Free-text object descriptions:
——————

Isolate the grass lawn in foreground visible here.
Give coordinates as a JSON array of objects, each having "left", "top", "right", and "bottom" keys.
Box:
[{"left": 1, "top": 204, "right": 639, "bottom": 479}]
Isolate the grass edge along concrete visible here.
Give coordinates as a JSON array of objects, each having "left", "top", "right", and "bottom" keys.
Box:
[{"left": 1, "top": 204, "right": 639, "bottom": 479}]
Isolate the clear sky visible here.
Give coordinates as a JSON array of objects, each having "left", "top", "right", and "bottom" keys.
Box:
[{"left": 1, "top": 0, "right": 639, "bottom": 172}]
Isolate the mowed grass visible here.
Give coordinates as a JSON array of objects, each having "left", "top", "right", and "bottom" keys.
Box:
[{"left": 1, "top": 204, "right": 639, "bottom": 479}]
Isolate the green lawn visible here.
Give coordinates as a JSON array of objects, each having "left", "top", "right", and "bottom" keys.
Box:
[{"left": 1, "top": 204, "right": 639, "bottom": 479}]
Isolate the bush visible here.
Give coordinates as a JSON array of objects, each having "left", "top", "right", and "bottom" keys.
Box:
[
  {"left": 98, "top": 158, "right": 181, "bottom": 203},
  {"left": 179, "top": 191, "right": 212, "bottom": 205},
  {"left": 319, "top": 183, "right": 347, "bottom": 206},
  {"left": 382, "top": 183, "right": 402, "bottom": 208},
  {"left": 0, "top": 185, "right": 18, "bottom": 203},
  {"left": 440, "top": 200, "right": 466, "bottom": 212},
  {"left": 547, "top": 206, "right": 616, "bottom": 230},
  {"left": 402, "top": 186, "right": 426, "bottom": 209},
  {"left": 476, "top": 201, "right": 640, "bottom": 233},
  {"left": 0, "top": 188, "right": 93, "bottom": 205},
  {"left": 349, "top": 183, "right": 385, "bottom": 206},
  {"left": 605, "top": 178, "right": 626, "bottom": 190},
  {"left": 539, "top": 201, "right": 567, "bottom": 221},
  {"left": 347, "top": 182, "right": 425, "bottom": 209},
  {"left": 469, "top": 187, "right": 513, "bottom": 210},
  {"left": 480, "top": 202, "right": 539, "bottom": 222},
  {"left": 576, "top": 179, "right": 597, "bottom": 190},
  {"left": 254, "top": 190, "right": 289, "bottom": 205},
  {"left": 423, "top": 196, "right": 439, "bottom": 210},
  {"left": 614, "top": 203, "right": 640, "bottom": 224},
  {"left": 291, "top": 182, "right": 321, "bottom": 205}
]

——————

Required work – The records above need to be duplicated. Keep every word unchanged.

Result –
Isolate the grass lawn in foreground visible here.
Give coordinates as a JSON array of objects, each having "left", "top", "right", and "bottom" keys.
Box:
[{"left": 1, "top": 204, "right": 639, "bottom": 479}]
Isolate the grass edge along concrete visible here.
Give coordinates as a JSON array of objects, each having "left", "top", "right", and "bottom" keys.
Box:
[{"left": 1, "top": 204, "right": 639, "bottom": 479}]
Isolate the clear sky visible here.
Give coordinates as a JSON array of objects, each having "left", "top", "right", and "bottom" keys.
Box:
[{"left": 1, "top": 0, "right": 639, "bottom": 172}]
Isolate the mowed grass visible here.
Give coordinates as a JSON array of objects, each having "left", "top", "right", and "bottom" keys.
Box:
[{"left": 1, "top": 204, "right": 639, "bottom": 479}]
Isolate the green lawn visible here.
Give coordinates as a JSON array of objects, each having "left", "top", "right", and "bottom" keys.
Box:
[{"left": 1, "top": 204, "right": 639, "bottom": 479}]
Isolate the bush visible here.
Give coordinates as a JSON array of objects, each having "left", "top", "right", and "bottom" keys.
Box:
[
  {"left": 98, "top": 158, "right": 181, "bottom": 203},
  {"left": 179, "top": 191, "right": 212, "bottom": 205},
  {"left": 319, "top": 183, "right": 347, "bottom": 206},
  {"left": 382, "top": 183, "right": 402, "bottom": 208},
  {"left": 0, "top": 185, "right": 18, "bottom": 203},
  {"left": 440, "top": 200, "right": 466, "bottom": 212},
  {"left": 547, "top": 206, "right": 616, "bottom": 230},
  {"left": 402, "top": 186, "right": 426, "bottom": 209},
  {"left": 476, "top": 201, "right": 640, "bottom": 233},
  {"left": 0, "top": 188, "right": 93, "bottom": 205},
  {"left": 349, "top": 183, "right": 385, "bottom": 206},
  {"left": 605, "top": 178, "right": 626, "bottom": 190},
  {"left": 539, "top": 201, "right": 567, "bottom": 221},
  {"left": 347, "top": 182, "right": 425, "bottom": 209},
  {"left": 469, "top": 187, "right": 513, "bottom": 210},
  {"left": 480, "top": 202, "right": 539, "bottom": 222},
  {"left": 576, "top": 179, "right": 597, "bottom": 190},
  {"left": 254, "top": 190, "right": 289, "bottom": 205},
  {"left": 423, "top": 196, "right": 439, "bottom": 210},
  {"left": 614, "top": 203, "right": 640, "bottom": 224},
  {"left": 291, "top": 182, "right": 321, "bottom": 205}
]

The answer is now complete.